**Job a:** Convert the lines of the records into a numbered list, skipping any blank lines and covering every record. Leave the pictures out of your answer.

**Text segment:**
I removed L3 and L4, and the DC offset.(dc wasn't present in previous tests)

L2 tuned with 21nF.
65.27 kc/s is the impulse, but L2 is a octave higher. So 2 cycles per impulse. L2= 130,54 kc/s

yellow is L2 voltage, showing -3kV impulses

Now look at the amplitude of the L2 current in green.
After the impulse, at the second (free) oscillation, the current is larger.
Why?
Is it the mosfet switch is closed again, turning on the current supply?

What you also can see, is that the current amplification is not happening, at the moment of the impulse.
But that is usually happing in the L3 secondary coil. So, lets put that one in again.

With the same setup as previous post, I tuned down to 43.3kc/s which is the third subharmonic of L2.
Now, the ripples are present again. Is this due to the inteferrence of L1 resonant frequency and L2 resonant frequency?
power is higher due to the lower (L1 impulse) frequency

There is no amplification present. the waves are obviously damped. (loosing amplitude).
-3kV impulses again.

Just tested with L1 and L2 not being coupled. (no L3 L4 present)
even if L1 and L2 are not coupled, still the ripples occur.
The best way to get rid of it, is to keep the L2 series tuning capacitor small enough (which rises the resonant freqency).

So to get a pure impulse in the L2 primary coil, at lower frequencies, demands a higher inductance (more windings) L2 coil.
more windings, not only increases inductance, but also increases wire resistance, which influences the Q factor, and thus provides a longer duration impulse with a lower voltage, thus more power (higher voltage) needs to pumped into L1 to get a high voltage impulse again.

**Job b:** Rewrite the coil-tuning post between "There is no" and "windings) L2 coil.", inclusive, changing "ripples" to "oscillations".

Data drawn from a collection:

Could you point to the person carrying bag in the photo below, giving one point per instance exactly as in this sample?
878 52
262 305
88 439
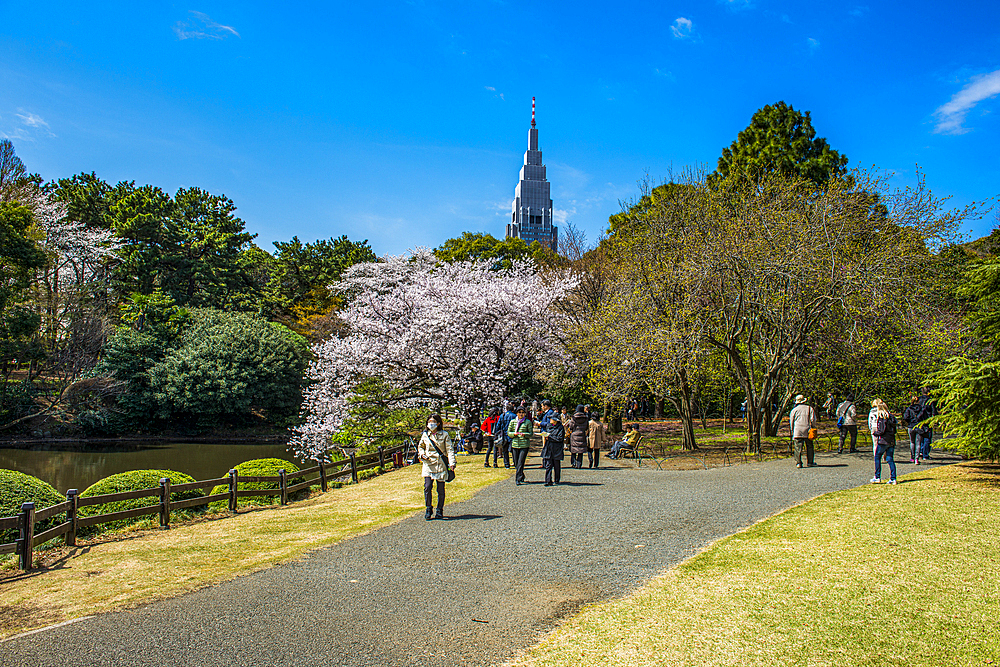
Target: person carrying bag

**Complete answer a:**
1. Could you point to the person carrying bag in the photo below, giving one point per instance exactly as in this sample?
2. 878 52
3. 262 305
4. 88 439
5. Target: person carrying bag

**Complete answer b:**
There is no amplification present. the waves are obviously damped. (loosing amplitude).
-3kV impulses again.

Just tested with L1 and L2 not being coupled. (no L3 L4 present)
even if L1 and L2 are not coupled, still the oscillations occur.
The best way to get rid of it, is to keep the L2 series tuning capacitor small enough (which rises the resonant freqency).

So to get a pure impulse in the L2 primary coil, at lower frequencies, demands a higher inductance (more windings) L2 coil.